According to AgFunder, much of the increase was a result of “significant growth” in late stage deals, where investors doubled down on existing portfolio companies, made up of the so-called “first-wave” of agtech innovations. But early-stage deals also grew, as the second wave of agtech firms gained greater recognition by a wider community of venture capital investors. In all, 2787 unique venture capital investors committed capital to agtech firms in 2020.

For the first time ever, upstream agtech firms–companies “closer” to the farm, including agriculture biotech, farm management, robotics and equipment, midstream technology, bioenergy and biomaterials, and agribusiness marketplace startups–attracted more investment with $15.8 billion going to this segment, compared to $14.3 billion in capital committed to downstream, which includes physical and online restaurants and retail.

The single-largest deal–$1.6 billion for refrigerator and cold chain logistics company Lineage Logistics–accounted for a large share of the $5.3 billion in capital raised for midstream technology. But, per AgFunder, the number of deals closed was still 30 percent higher than in 2019.

While the median deal size for growth and late-stage funding rounds increased by 29 percent and 17 percent (respectively) from 2019 levels, early-stage agrifoodtech investing, particularly in upstream companies, showed 10 percent more capital invested, 15 percent more deals closed, and a 10 percent increase in median deal size at seed stage and Series A rounds.

**Data supplied**
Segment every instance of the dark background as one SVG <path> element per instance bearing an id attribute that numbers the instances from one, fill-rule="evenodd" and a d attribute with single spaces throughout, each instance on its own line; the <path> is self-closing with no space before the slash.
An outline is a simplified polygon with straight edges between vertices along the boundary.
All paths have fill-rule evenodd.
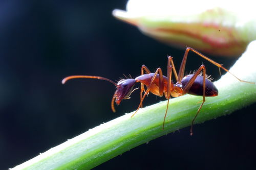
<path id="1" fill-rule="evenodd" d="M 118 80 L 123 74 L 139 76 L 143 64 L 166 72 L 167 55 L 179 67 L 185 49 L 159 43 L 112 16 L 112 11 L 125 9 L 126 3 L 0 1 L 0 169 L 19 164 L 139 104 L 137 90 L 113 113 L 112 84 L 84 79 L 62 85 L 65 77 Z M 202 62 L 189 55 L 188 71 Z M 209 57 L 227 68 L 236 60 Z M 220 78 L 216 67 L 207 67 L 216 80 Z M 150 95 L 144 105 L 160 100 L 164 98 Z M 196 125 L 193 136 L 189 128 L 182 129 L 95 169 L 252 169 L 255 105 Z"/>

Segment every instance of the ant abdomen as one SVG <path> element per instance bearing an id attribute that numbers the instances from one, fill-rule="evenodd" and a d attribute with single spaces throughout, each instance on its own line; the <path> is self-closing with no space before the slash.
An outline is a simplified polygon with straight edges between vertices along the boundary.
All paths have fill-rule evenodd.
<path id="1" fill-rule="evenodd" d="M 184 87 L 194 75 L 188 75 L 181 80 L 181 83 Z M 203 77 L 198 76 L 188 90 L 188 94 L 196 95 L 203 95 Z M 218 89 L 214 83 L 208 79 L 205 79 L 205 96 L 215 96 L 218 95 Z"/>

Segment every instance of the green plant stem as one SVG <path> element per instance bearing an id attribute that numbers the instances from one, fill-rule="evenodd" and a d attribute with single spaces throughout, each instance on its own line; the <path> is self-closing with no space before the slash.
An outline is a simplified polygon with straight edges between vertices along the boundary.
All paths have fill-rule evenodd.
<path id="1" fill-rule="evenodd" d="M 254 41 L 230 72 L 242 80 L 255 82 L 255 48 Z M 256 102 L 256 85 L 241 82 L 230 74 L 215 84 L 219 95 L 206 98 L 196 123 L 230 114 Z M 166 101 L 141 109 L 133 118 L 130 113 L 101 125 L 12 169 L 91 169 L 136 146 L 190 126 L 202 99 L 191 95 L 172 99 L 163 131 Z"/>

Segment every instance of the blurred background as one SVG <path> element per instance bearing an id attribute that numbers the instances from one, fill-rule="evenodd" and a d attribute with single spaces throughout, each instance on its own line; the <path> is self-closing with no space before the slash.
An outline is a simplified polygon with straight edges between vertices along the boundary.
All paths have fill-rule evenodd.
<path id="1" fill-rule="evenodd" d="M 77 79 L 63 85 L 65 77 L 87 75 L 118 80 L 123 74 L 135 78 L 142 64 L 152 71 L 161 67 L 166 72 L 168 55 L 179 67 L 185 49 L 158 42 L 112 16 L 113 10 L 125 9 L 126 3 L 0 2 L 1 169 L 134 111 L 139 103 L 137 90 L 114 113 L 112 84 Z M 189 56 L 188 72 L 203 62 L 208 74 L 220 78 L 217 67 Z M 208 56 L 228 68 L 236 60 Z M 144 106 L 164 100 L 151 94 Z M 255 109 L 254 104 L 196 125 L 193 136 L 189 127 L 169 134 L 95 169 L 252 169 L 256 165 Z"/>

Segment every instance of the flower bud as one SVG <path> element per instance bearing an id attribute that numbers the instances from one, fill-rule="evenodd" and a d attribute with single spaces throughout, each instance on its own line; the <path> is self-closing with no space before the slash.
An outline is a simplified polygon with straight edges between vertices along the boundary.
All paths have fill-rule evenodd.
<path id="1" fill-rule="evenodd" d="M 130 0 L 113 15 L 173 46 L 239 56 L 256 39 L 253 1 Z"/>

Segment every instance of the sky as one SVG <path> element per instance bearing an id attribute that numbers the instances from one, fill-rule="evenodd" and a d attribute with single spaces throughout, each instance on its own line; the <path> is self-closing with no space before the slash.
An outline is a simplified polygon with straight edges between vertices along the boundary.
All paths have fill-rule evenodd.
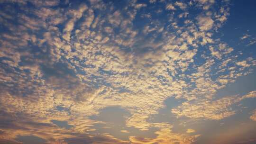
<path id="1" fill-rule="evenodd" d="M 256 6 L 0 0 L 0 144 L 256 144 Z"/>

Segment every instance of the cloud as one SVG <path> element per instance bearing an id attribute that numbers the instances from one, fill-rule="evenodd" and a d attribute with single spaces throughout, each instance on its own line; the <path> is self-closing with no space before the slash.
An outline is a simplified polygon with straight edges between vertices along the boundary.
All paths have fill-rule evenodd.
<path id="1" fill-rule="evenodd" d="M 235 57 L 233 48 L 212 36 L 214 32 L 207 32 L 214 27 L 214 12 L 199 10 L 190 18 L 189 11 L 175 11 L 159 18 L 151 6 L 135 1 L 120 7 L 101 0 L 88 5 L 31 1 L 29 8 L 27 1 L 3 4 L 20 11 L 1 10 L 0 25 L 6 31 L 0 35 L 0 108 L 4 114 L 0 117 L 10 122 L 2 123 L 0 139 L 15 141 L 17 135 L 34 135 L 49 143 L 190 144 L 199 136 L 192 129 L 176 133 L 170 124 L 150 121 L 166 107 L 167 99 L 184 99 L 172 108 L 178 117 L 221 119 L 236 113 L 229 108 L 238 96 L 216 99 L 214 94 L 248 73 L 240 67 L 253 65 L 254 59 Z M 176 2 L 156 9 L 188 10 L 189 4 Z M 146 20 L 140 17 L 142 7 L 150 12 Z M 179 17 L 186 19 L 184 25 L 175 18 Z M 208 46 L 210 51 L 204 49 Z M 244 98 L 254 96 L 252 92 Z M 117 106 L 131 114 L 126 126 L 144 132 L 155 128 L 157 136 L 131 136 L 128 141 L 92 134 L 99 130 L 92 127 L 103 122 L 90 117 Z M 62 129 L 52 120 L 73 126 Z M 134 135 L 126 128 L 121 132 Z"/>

**Aim of the exercise**
Please give the part of the agtech investment passage that opens with "For the first" and closes with "restaurants and retail." again, swapping "robotics" for "automation".

**Task output**
For the first time ever, upstream agtech firms–companies “closer” to the farm, including agriculture biotech, farm management, automation and equipment, midstream technology, bioenergy and biomaterials, and agribusiness marketplace startups–attracted more investment with $15.8 billion going to this segment, compared to $14.3 billion in capital committed to downstream, which includes physical and online restaurants and retail.